- [本文]:
■ ■ ■

腰部周囲筋に炎症が存在するものは、年齢に関係なく治療に時間を要する人が多いです。歩行やベッドからの起き上がり動作でも激しい痛みがあり一度横になるとなかなか動けない状態になります。炎症が痛みの原因であり、それでも、当院では、動ける範囲はなるべく努力して動くという事を勧めています。安静にした人と、痛みがあっても歯を食いしばって日常生活レベルで出来ることをした人と、痛みが発症してから完全に治るまでの期間を比較すると、驚いたことに、安静にしていた人の方が動いていた人に比べ治癒までの日数が長引いていることが多いことが分かったのです。

明らかな炎症のない急性腰痛の場合は、腰深部筋の微細な損傷により反射が亢進した結果、筋肉の緊張が発生して痛みが出ているので、筋肉の緊張を手技療法にて軽減することで痛みが軽減します。

つまり、明らかな炎症を伴わない「ぎっくり腰」は、腰部周囲筋における一過性の筋肉の緊張であり手技療法で痛みが軽減するので、1回の施術である程度の痛みが軽減出来るはずで、何度(発症から2週間以内)も通い詰める必要はありません。

■ ■ ■

- [設問]:
a: 腰痛の文章について、次の(i)〜(iii)がそれぞれ文章の内容と合っているかを「はい」か「いいえ」で答えてください。判断の根拠となる語句は、文章から正確に引用してください。
(i) 当院では、痛みがあっても動ける範囲で動くことを勧めている。
(ii) 安静にしていた人の方が、治るまでの日数が短いことが多かった。
(iii) 明らかな炎症を伴わないぎっくり腰は、発症から2週間以内に何度も通う必要がある。
b: 腰痛の文章のうち、「明らかな炎症のない急性腰痛の」から「通い詰める必要はありません。」までの部分をすべて、一字も変えずに打ち直してください。
c: 腰痛の文章の最後の文に続けて、内容を書き足してください。
エントリーは解答に使いません。

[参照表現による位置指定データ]

■ ■ ■

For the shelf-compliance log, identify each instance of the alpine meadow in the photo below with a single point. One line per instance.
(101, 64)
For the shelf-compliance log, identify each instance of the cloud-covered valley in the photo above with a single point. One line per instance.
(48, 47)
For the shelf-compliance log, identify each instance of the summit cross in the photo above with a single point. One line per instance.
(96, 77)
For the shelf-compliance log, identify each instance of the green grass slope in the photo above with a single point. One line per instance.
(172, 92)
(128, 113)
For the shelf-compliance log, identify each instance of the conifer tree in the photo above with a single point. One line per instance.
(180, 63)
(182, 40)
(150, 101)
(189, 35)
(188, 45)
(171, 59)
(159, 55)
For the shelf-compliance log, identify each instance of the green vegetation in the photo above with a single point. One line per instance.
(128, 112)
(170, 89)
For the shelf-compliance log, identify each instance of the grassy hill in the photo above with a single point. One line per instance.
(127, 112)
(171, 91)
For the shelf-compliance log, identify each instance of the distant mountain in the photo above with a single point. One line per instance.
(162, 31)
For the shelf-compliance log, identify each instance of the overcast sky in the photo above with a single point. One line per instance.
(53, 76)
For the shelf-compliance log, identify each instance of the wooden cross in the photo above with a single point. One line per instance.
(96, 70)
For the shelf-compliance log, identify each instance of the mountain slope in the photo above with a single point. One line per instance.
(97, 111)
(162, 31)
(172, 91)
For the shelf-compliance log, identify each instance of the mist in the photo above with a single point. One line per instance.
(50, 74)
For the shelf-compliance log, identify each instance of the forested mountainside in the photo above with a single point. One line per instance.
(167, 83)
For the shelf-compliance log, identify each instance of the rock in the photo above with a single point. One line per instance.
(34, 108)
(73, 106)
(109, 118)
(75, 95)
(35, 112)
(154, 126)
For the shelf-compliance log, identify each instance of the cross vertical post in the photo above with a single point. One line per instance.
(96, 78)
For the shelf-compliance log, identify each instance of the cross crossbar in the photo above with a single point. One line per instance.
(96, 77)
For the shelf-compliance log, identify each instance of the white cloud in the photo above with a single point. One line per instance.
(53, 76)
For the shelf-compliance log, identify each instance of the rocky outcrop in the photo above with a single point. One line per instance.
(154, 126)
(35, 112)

■ ■ ■

- [解答]:
a:
(i) はい。「動ける範囲はなるべく努力して動くという事を勧めています」
(ii) いいえ。「安静にしていた人の方が動いていた人に比べ治癒までの日数が長引いていることが多い」
(iii) いいえ。「何度(発症から2週間以内)も通い詰める必要はありません」

b:
明らかな炎症のない急性腰痛の場合は、腰深部筋の微細な損傷により反射が亢進した結果、筋肉の緊張が発生して痛みが出ているので、筋肉の緊張を手技療法にて軽減することで痛みが軽減します。

つまり、明らかな炎症を伴わない「ぎっくり腰」は、腰部周囲筋における一過性の筋肉の緊張であり手技療法で痛みが軽減するので、1回の施術である程度の痛みが軽減出来るはずで、何度(発症から2週間以内)も通い詰める必要はありません。

c:
酷い炎症を伴う場合(椎間板ヘルニア・腰椎椎体の圧迫骨折など)は、病院に対診してMRIなどの検査をして頂いております。

「ぎっくり腰」は患者さまが間違った知識により初期対処法を、よく間違える疾患でもあります。若田接骨院に来院される患者さまの中には、「ぎっくり腰」になって来院されると、どこかでずれている骨のずれを治せば、「劇的」に直ぐに治ると思っている?患者様が多く見えます。1回の治療で治ることを期待されて来院されている方が多いです。整体行ったら「1発で治った!」とか?カイロに行ったら「1発で治った!」とか?患者さんから、聞くことがあります。当然若田接骨院でも「劇的」なことが起こることを期待されて患者さんが来院されているのですが・・・

若田接骨院に来院されている「ぎっくり腰」の患者さんが、1回の治療で治るような「ぎっくり腰」もあります。もちろん一回の治療で治せることが理想だと思っています。原因がわかっている腰痛であれば1回で治るのか?そうではありません!原因が解っても直ぐには(1回の治療で)治せない場合の方が多いのです。

 共通して腰痛治療に効果的であるとされたのが、

(1) 腰痛に関する教育的な情報を与える
私がコラムで書いたものを読んでいただくことが、腰痛の治療になると考えてください。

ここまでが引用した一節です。